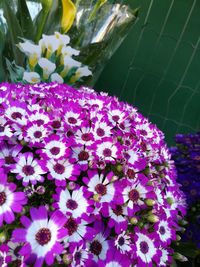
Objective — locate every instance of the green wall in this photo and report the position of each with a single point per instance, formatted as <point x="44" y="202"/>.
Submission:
<point x="157" y="68"/>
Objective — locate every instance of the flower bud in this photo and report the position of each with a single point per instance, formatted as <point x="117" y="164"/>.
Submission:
<point x="150" y="202"/>
<point x="134" y="220"/>
<point x="2" y="237"/>
<point x="153" y="218"/>
<point x="67" y="259"/>
<point x="180" y="257"/>
<point x="119" y="168"/>
<point x="170" y="200"/>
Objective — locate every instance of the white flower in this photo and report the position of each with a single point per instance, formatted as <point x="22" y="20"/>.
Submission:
<point x="83" y="72"/>
<point x="73" y="204"/>
<point x="69" y="51"/>
<point x="31" y="77"/>
<point x="55" y="77"/>
<point x="47" y="66"/>
<point x="70" y="62"/>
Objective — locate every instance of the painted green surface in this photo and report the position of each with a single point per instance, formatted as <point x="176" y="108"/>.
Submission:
<point x="157" y="68"/>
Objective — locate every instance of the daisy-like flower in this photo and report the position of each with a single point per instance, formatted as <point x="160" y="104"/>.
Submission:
<point x="41" y="235"/>
<point x="115" y="259"/>
<point x="136" y="192"/>
<point x="61" y="170"/>
<point x="54" y="148"/>
<point x="102" y="189"/>
<point x="82" y="156"/>
<point x="106" y="150"/>
<point x="35" y="133"/>
<point x="9" y="152"/>
<point x="10" y="201"/>
<point x="28" y="169"/>
<point x="74" y="204"/>
<point x="17" y="113"/>
<point x="78" y="231"/>
<point x="166" y="231"/>
<point x="101" y="130"/>
<point x="146" y="248"/>
<point x="123" y="243"/>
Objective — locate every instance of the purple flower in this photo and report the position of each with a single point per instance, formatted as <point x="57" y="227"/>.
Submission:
<point x="10" y="201"/>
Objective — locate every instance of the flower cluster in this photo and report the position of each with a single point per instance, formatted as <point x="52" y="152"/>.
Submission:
<point x="186" y="155"/>
<point x="51" y="60"/>
<point x="86" y="180"/>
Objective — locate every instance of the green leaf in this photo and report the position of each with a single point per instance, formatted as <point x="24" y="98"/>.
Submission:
<point x="25" y="19"/>
<point x="15" y="30"/>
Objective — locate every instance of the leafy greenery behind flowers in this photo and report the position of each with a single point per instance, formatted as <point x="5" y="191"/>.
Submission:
<point x="51" y="60"/>
<point x="96" y="28"/>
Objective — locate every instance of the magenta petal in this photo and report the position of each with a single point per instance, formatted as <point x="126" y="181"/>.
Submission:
<point x="19" y="235"/>
<point x="9" y="217"/>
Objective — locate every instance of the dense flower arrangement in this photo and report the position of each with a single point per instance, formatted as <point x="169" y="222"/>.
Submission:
<point x="51" y="60"/>
<point x="85" y="181"/>
<point x="186" y="155"/>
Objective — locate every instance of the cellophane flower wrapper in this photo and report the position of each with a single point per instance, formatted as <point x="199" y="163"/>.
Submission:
<point x="86" y="180"/>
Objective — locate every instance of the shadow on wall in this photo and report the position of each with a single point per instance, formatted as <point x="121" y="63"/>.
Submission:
<point x="157" y="68"/>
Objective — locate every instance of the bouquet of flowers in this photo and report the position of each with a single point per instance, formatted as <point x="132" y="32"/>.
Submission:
<point x="186" y="155"/>
<point x="85" y="180"/>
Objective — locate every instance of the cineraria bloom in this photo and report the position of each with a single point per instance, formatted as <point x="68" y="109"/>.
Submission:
<point x="5" y="259"/>
<point x="136" y="192"/>
<point x="102" y="171"/>
<point x="28" y="169"/>
<point x="54" y="148"/>
<point x="146" y="248"/>
<point x="115" y="259"/>
<point x="10" y="201"/>
<point x="61" y="170"/>
<point x="74" y="204"/>
<point x="123" y="243"/>
<point x="78" y="231"/>
<point x="107" y="150"/>
<point x="100" y="186"/>
<point x="41" y="236"/>
<point x="9" y="152"/>
<point x="166" y="231"/>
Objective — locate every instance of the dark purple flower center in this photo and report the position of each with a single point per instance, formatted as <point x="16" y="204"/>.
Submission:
<point x="71" y="204"/>
<point x="43" y="236"/>
<point x="2" y="198"/>
<point x="9" y="160"/>
<point x="55" y="150"/>
<point x="56" y="124"/>
<point x="28" y="170"/>
<point x="134" y="195"/>
<point x="96" y="247"/>
<point x="115" y="118"/>
<point x="78" y="256"/>
<point x="37" y="134"/>
<point x="86" y="137"/>
<point x="144" y="247"/>
<point x="72" y="120"/>
<point x="101" y="189"/>
<point x="118" y="210"/>
<point x="107" y="152"/>
<point x="131" y="173"/>
<point x="100" y="132"/>
<point x="121" y="241"/>
<point x="16" y="115"/>
<point x="83" y="155"/>
<point x="162" y="230"/>
<point x="59" y="168"/>
<point x="71" y="226"/>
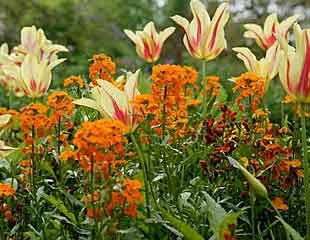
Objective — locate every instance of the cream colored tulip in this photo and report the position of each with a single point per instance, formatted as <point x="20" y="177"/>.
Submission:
<point x="266" y="37"/>
<point x="113" y="103"/>
<point x="35" y="76"/>
<point x="294" y="69"/>
<point x="34" y="42"/>
<point x="204" y="39"/>
<point x="266" y="68"/>
<point x="148" y="42"/>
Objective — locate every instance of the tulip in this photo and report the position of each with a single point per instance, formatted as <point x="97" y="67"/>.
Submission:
<point x="4" y="119"/>
<point x="113" y="103"/>
<point x="34" y="42"/>
<point x="204" y="39"/>
<point x="294" y="70"/>
<point x="5" y="150"/>
<point x="272" y="30"/>
<point x="148" y="42"/>
<point x="35" y="76"/>
<point x="266" y="68"/>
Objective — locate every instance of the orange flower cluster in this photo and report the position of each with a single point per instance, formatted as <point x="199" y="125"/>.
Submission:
<point x="34" y="117"/>
<point x="6" y="190"/>
<point x="213" y="85"/>
<point x="102" y="67"/>
<point x="61" y="105"/>
<point x="296" y="107"/>
<point x="251" y="87"/>
<point x="100" y="145"/>
<point x="168" y="103"/>
<point x="74" y="80"/>
<point x="130" y="196"/>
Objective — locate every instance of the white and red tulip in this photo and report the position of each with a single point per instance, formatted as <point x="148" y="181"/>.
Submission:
<point x="34" y="42"/>
<point x="35" y="76"/>
<point x="204" y="38"/>
<point x="113" y="103"/>
<point x="148" y="42"/>
<point x="294" y="70"/>
<point x="273" y="30"/>
<point x="266" y="68"/>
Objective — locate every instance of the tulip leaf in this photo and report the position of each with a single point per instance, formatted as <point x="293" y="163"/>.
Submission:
<point x="220" y="221"/>
<point x="61" y="207"/>
<point x="188" y="232"/>
<point x="291" y="231"/>
<point x="256" y="184"/>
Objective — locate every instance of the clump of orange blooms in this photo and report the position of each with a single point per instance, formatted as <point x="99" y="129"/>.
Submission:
<point x="213" y="85"/>
<point x="251" y="87"/>
<point x="74" y="80"/>
<point x="100" y="145"/>
<point x="61" y="105"/>
<point x="34" y="118"/>
<point x="6" y="190"/>
<point x="129" y="196"/>
<point x="102" y="67"/>
<point x="169" y="101"/>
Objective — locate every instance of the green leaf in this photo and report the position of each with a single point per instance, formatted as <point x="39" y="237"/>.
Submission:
<point x="61" y="207"/>
<point x="220" y="220"/>
<point x="291" y="231"/>
<point x="256" y="185"/>
<point x="188" y="232"/>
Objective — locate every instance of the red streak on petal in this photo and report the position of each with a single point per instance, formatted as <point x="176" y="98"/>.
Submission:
<point x="247" y="60"/>
<point x="214" y="33"/>
<point x="191" y="48"/>
<point x="303" y="86"/>
<point x="33" y="85"/>
<point x="147" y="50"/>
<point x="119" y="114"/>
<point x="196" y="41"/>
<point x="288" y="82"/>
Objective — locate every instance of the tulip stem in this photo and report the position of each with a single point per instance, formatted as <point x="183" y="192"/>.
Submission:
<point x="306" y="168"/>
<point x="144" y="170"/>
<point x="204" y="85"/>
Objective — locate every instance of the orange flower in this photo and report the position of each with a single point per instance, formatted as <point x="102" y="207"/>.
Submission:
<point x="74" y="80"/>
<point x="66" y="155"/>
<point x="169" y="97"/>
<point x="100" y="145"/>
<point x="129" y="197"/>
<point x="102" y="67"/>
<point x="279" y="204"/>
<point x="61" y="104"/>
<point x="6" y="190"/>
<point x="35" y="116"/>
<point x="213" y="85"/>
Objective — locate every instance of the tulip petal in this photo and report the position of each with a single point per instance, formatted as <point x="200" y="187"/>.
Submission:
<point x="163" y="35"/>
<point x="255" y="32"/>
<point x="286" y="24"/>
<point x="87" y="102"/>
<point x="131" y="85"/>
<point x="115" y="99"/>
<point x="218" y="22"/>
<point x="247" y="57"/>
<point x="270" y="25"/>
<point x="4" y="119"/>
<point x="29" y="38"/>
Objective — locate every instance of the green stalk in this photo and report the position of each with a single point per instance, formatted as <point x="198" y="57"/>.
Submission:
<point x="144" y="170"/>
<point x="204" y="85"/>
<point x="306" y="168"/>
<point x="253" y="214"/>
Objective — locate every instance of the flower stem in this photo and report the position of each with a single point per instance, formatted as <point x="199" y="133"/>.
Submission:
<point x="144" y="170"/>
<point x="204" y="85"/>
<point x="306" y="168"/>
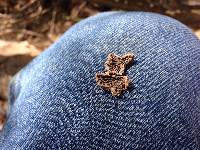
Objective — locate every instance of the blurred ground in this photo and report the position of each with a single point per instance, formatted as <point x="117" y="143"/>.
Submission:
<point x="27" y="27"/>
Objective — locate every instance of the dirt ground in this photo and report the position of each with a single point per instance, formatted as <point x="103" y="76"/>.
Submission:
<point x="28" y="27"/>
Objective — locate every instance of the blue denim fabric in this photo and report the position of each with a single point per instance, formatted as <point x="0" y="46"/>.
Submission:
<point x="55" y="102"/>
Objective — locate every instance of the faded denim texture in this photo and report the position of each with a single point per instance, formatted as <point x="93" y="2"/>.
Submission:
<point x="55" y="102"/>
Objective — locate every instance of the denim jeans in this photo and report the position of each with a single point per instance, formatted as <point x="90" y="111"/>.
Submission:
<point x="55" y="102"/>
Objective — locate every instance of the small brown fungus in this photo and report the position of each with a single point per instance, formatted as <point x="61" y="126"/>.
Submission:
<point x="114" y="79"/>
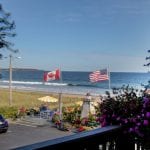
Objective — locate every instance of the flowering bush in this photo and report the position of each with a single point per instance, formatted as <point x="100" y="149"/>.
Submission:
<point x="129" y="108"/>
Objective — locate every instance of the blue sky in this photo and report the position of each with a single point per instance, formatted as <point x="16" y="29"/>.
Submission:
<point x="80" y="35"/>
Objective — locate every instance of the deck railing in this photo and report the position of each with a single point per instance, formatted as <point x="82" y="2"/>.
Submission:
<point x="106" y="138"/>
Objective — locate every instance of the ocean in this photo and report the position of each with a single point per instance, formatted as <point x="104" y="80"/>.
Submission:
<point x="73" y="82"/>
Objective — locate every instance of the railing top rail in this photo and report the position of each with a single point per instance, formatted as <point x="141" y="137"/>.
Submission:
<point x="71" y="138"/>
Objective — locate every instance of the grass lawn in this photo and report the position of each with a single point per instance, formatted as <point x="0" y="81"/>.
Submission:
<point x="29" y="99"/>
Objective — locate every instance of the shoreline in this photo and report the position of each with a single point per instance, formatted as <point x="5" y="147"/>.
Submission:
<point x="51" y="92"/>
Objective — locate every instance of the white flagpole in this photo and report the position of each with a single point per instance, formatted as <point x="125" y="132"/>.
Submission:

--------

### TASK OBJECTIVE
Copying should begin at the line containing "Objective — locate every instance of the white flagpole" and end at the last line of the material, with every line in between reproduced exactly.

### ANSWER TO THIS TASK
Objective — locate every instance of the white flagpole in this photo and report the position of each with a single point per instance, formatted as <point x="125" y="132"/>.
Submission:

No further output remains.